Selected extract »
┄┄┄┄┄┄
"display charset" vs. Unix locales
Michael B Allen
mba2000 at ioplex.com
Sun Jun 1 19:24:00 GMT 2003
On Sun, 1 Jun 2003, Steve Langasek wrote:
> > > > This is because you must first initialize the locale with
> > > > setlocale(LC_CTYPE, ""). Then it will say ASCII.
> > >
> > > See the patch. Glibc does *not* use the name "ASCII" for this character
> > > set -- this is known. The side-effect is that changing the name of the
> > > character set results in different handling by Samba, which recognizes
> > > "ASCII" as a special name and processes it internally.
> > If the locale specified in the environment is used and you set it with
> > setlocale(LC_CTYPE, "") it is conceivable that nl_langinfo will return
> > "ASCII". I still have a Redhat 5.2 system that does this.
> Really? I guess glibc has changed a bit over the years. :) On my glibc
> 2.3-based systems, there are no locales that return "ASCII" as the
> canonical character set name.
┄┄┄┄┄┄
Records excerpted from a collection »
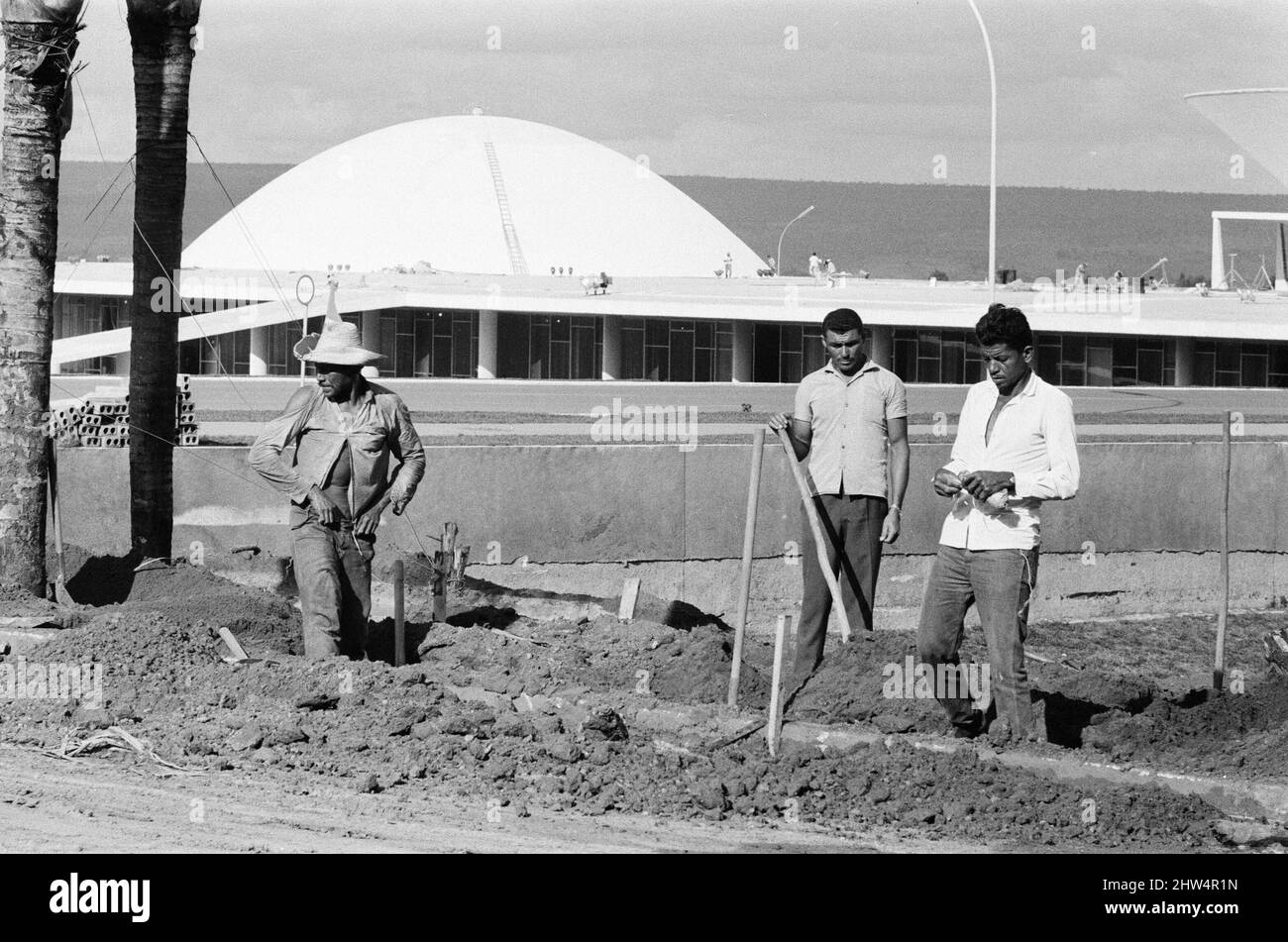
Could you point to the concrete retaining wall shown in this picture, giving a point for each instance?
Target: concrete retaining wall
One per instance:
(644, 502)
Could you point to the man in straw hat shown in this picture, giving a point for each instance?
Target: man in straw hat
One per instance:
(343, 429)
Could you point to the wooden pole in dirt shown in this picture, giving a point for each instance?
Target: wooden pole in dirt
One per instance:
(443, 560)
(774, 727)
(816, 528)
(748, 540)
(1223, 615)
(399, 622)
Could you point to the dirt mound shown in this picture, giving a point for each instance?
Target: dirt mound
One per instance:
(596, 655)
(18, 602)
(391, 728)
(136, 644)
(187, 596)
(851, 683)
(1236, 734)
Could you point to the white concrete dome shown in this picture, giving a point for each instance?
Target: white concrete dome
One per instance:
(425, 190)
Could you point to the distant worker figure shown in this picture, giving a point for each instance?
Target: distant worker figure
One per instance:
(343, 430)
(1017, 447)
(845, 414)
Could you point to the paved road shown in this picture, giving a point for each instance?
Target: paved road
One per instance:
(218, 394)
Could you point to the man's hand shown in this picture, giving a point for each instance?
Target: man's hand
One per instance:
(947, 482)
(327, 512)
(984, 484)
(890, 528)
(368, 523)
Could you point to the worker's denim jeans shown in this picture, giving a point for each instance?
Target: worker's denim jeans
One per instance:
(999, 581)
(333, 571)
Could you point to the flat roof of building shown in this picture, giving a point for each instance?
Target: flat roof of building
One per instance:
(1166, 312)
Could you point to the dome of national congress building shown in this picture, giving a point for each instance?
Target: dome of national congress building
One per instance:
(473, 193)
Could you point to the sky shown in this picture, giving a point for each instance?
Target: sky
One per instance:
(890, 90)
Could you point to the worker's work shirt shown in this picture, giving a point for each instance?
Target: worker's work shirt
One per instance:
(849, 420)
(318, 429)
(1034, 439)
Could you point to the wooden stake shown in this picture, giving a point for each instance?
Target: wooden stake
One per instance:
(748, 540)
(816, 528)
(774, 727)
(630, 594)
(1219, 667)
(399, 623)
(443, 559)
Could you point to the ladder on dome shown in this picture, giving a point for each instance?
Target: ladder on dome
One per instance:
(511, 238)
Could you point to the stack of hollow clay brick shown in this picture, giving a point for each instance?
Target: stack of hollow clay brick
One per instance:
(102, 418)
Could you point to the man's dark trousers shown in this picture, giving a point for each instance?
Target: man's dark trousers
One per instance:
(851, 532)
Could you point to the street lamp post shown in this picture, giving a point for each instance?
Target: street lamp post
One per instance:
(780, 257)
(992, 159)
(304, 295)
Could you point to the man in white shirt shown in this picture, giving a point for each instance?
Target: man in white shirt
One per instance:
(1017, 447)
(851, 422)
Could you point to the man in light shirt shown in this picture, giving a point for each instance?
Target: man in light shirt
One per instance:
(845, 416)
(1016, 448)
(347, 434)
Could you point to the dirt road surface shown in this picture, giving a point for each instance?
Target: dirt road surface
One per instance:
(104, 805)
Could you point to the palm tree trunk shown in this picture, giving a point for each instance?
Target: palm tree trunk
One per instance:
(40, 44)
(161, 42)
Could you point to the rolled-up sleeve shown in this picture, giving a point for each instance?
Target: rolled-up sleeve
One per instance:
(802, 409)
(1060, 481)
(266, 455)
(897, 400)
(411, 457)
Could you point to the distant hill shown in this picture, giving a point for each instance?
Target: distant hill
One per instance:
(893, 231)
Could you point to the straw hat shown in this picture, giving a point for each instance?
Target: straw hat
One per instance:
(340, 344)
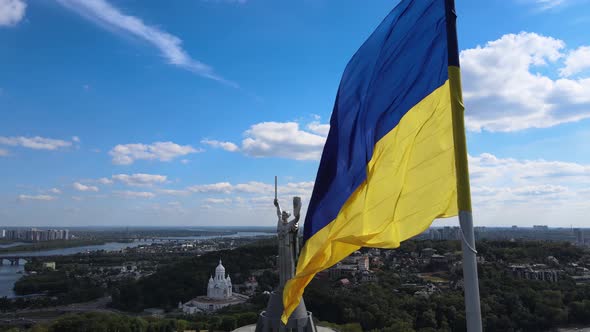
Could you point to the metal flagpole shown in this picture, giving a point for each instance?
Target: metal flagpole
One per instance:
┄┄┄┄┄┄
Written request » Can you extend the mailing-list message about display charsets and Unix locales, picking up right after its final sentence?

Result of this task »
Actually IIRC Redhat 5.2 doesn't technicaly use "glibc". It used
"libc-5.x". I didn't even use locale files (see NOTES in setlocate(3)). So
nl_langinfo probably doesn't return ASCII anymore but at one time it did.
> > I should have realized that your code depends on the locale samba is
> > running in which you are saying is the C locale?
> Tested in several locales (ASCII, ISO8859-1, UTF8), for completeness.
Good. You have me worried there for a minute :-)
A program should be written to model the concepts of the task it
performs rather than the physical world or a process because this
maximizes the potential for it to be applied to tasks that are
conceptually similar and, more important, to tasks that have not
yet been conceived.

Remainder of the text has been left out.